## Exercise objective
All records below must be retyped exactly.

## Material supplied
↓
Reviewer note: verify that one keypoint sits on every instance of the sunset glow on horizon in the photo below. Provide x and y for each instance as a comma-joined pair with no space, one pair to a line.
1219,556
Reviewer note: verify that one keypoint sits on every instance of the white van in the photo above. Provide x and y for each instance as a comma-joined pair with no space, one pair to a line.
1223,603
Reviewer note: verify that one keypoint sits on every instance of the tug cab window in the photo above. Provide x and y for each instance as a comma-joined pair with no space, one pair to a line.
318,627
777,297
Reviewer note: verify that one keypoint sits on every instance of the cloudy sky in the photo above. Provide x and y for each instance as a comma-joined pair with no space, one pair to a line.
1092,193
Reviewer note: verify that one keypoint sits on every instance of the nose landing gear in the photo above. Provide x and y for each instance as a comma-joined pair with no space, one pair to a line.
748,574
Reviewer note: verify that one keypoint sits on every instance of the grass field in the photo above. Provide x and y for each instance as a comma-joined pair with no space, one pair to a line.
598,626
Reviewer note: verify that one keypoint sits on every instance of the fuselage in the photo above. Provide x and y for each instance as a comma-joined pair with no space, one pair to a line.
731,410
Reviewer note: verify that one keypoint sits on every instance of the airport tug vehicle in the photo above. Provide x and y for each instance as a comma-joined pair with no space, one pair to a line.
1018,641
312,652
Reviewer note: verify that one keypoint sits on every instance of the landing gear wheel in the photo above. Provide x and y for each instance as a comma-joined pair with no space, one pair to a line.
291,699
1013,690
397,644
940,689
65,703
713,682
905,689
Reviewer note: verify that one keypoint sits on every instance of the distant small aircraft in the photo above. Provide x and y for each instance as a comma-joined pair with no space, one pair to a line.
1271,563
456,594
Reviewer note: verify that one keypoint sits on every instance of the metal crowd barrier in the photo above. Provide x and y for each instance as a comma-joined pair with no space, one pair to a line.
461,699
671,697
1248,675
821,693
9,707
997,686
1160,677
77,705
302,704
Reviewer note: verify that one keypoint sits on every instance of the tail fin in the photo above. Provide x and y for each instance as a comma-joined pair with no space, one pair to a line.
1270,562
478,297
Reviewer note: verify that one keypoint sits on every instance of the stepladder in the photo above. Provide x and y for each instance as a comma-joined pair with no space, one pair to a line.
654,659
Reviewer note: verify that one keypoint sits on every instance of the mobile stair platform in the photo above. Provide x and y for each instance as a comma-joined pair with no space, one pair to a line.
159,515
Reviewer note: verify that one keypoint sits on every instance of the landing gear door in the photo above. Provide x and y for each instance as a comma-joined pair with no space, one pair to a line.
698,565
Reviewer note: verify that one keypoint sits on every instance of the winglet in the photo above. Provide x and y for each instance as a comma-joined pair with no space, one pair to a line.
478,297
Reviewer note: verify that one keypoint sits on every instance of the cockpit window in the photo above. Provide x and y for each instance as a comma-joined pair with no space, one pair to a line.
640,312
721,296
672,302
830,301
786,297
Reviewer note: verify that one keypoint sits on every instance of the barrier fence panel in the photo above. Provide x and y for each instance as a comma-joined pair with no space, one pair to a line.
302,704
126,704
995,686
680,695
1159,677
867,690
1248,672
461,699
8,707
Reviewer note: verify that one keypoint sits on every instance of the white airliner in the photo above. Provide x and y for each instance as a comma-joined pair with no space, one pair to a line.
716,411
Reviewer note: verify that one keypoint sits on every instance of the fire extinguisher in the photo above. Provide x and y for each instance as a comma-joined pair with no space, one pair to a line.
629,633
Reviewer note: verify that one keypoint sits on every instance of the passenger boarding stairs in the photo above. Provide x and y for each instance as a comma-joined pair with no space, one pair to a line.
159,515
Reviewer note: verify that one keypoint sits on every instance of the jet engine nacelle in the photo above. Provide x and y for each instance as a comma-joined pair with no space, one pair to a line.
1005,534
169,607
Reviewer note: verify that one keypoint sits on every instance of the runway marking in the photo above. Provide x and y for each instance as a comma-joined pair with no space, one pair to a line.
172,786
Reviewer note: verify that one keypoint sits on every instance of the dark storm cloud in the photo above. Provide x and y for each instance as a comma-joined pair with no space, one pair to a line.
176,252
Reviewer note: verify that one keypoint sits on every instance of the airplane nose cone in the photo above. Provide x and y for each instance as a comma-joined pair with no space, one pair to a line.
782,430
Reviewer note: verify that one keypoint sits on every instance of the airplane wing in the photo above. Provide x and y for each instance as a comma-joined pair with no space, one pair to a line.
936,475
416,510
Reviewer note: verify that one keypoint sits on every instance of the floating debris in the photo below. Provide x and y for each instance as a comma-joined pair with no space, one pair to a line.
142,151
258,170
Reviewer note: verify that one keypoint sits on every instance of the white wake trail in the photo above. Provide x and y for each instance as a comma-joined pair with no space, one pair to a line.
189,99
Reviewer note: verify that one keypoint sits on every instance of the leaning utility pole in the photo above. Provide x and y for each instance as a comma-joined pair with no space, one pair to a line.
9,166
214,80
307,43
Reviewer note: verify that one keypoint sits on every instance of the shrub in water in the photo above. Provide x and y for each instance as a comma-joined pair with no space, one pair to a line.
↑
## Task solution
Reviewer note: verify that one keypoint sits on every instance of the sunset glow on horizon in the photo below. Provide x and y for each instance as a comma-joined pair with no space, one pair to a line.
1219,556
Reviewer note: verify that one keypoint sits on every instance of the white van in the photo above. Provide x and y for each instance as a comma-joined pair with no space, one pair to a line.
1223,603
Reviewer note: verify that one keypoint sits on every instance of the tug cab window in the photo above. Provide x and y for each instance as a comma-joined pair with no space, one pair to a line.
318,627
777,297
Reviewer note: verify that one keypoint sits on every instance of the cloudy sky in the photo above. Provide x and y for each instance as a comma-joined pair with no space, one pair to a line.
1092,193
Reviewer note: verify that one keypoint sits on every instance of the nose landing gear in the photo above. Provide x and y for each instance as a comma-joined pair with no space, one pair to a line.
748,574
Reviewer note: verify that one keypoint sits on every instance of the grass field in the photo above. Provide x and y for each instance as a comma-joined pair with no space, one pair to a line.
598,626
Reviewer note: verify that one keypoint sits on every instance of the fuselage in the photo above. Provide x and y for each instance as a comma-joined pair with no space, one pair to a line.
731,410
Reviewer note: verify that one keypoint sits on every instance of the airport tug vehicle in the photo above. Provide x and y for each instance as a comma-joined pair with no space, one pair to a line.
1018,641
312,652
Reviewer note: verify that one keypoint sits on every instance of the landing gear wheel in the photo above. Provide x and y for each instance as a comma-joined pair with no space, one pair to a line.
291,699
1013,690
397,644
940,689
65,703
713,682
905,689
Reviewer note: verify that one keypoint sits on every instance of the distant small aircraft in the photo above. Provide x and y for each instance as a comma-joined pair with no space, one pair to a line.
1271,563
456,594
Reviewer note: verify that one keypoint sits on every instance of the metal crowd barrier in the photo above. Provide x and y for each instance as a comma-joined pair with no space, one pair to a line.
461,699
671,697
1248,675
821,693
9,707
997,686
1160,677
77,705
302,704
Reviewer note: verify that one keypoint sits on every instance of the tail fin in the photo above. Provide x and y for each instance as a comma-joined pair with no space, one pair to a line.
1270,562
478,297
Reviewer note: verify that one keypoint sits on every instance of the stepladder in the photo above. Provide x and y for each instance as a comma-joined pair with no space, one pair to a line.
654,659
Reviewer note: verify that one keypoint sits on every instance of the mobile stair platform in the photo above. Provide x and y for each instance as a comma-joined pair with no space, one pair to a line.
159,515
Reviewer note: verify that one keypoint sits on every instance of the landing gear door in the photo above. Provide x and y for each instance as a comma-joined pair with no space, one pair to a line.
698,565
Reviewer note: verify that one keypoint sits on every instance of the winglet in the photo above. Provide x and y for each instance as a comma-joined pair with no space, one pair to a line.
478,297
Reviewer note: verify that one keypoint sits on every instance of the cockpit window in the photo above. Provide x and y for each instance as a comma-joined pair with no space, one pair to a line.
640,312
721,296
672,302
830,301
786,297
Reviewer note: verify that one keypoint sits on every instance of the barrier fence panel in the photo above. Provide x and y for each instance as a comma-joined pair with no space, one pair to a line.
302,704
126,704
995,686
680,695
1159,677
867,690
1248,672
461,699
8,707
Reviewer note: verify that one keypoint sits on every instance of the white airliner in the photo above. Provide x and y for each instance as a comma-joined pair with no space, one pair to a line.
716,411
Reviewer note: verify that one keypoint sits on every instance of the fire extinguisher in the photo above. Provide x and y for each instance as a comma-joined pair with no space, one pair to a line.
629,633
Reviewer note: verify that one keypoint sits on every instance of the passenger boarding stairs in the photo above. Provide x and y for each instance as a comma-joined pair with no space, one pair to a line.
159,515
Reviewer note: verify that one keypoint sits on every instance of the jet engine nacelle in the photo above. Provide x and y for each instance as a comma-joined pair with no space, one pair to a line.
1005,534
169,607
Reviewer note: verify that one keypoint sits on every instance of the runway marking in the photo above. Provide x and y for each instance as a comma-joined pair with no space, one pair to a line.
172,786
Reviewer note: verify that one keypoint sits on every instance of the dark storm cloud in the photo above. Provide x and y for each instance as a comma-joined pair with no space, one pair to a line.
176,252
Reviewer note: verify that one keypoint sits on every instance of the airplane nose cone in the photo above. Provide x and y for each instance as a comma-joined pair with no space, one pair to a line.
782,430
Reviewer note: verify that one keypoint sits on every instance of the airplane wing in the photo above. Provide x and y for each instance as a comma-joined pair with no space, one pair to a line.
936,475
416,510
Reviewer note: verify that one keypoint sits on every instance of the floating debris in the photo below. Provide x and y for each instance as a comma-joined pair with no space, one pair to a line.
142,151
258,170
Reviewer note: verify that one keypoint sits on every instance of the white wake trail in the photo above. Provide x and y for each instance as a comma-joined pair with no space, one pair to a line.
189,99
Reviewer note: verify that one keypoint sits on every instance of the leaning utility pole in the photo above. Provide x and y for each instance as a comma-joined pair with no space, one pair to a line.
9,166
214,80
307,43
Reviewer note: verify that one keypoint sits on every instance of the shrub in water in the photo above. Provide x and y for each instance as a comma-joined pair with no space, one pair to a line.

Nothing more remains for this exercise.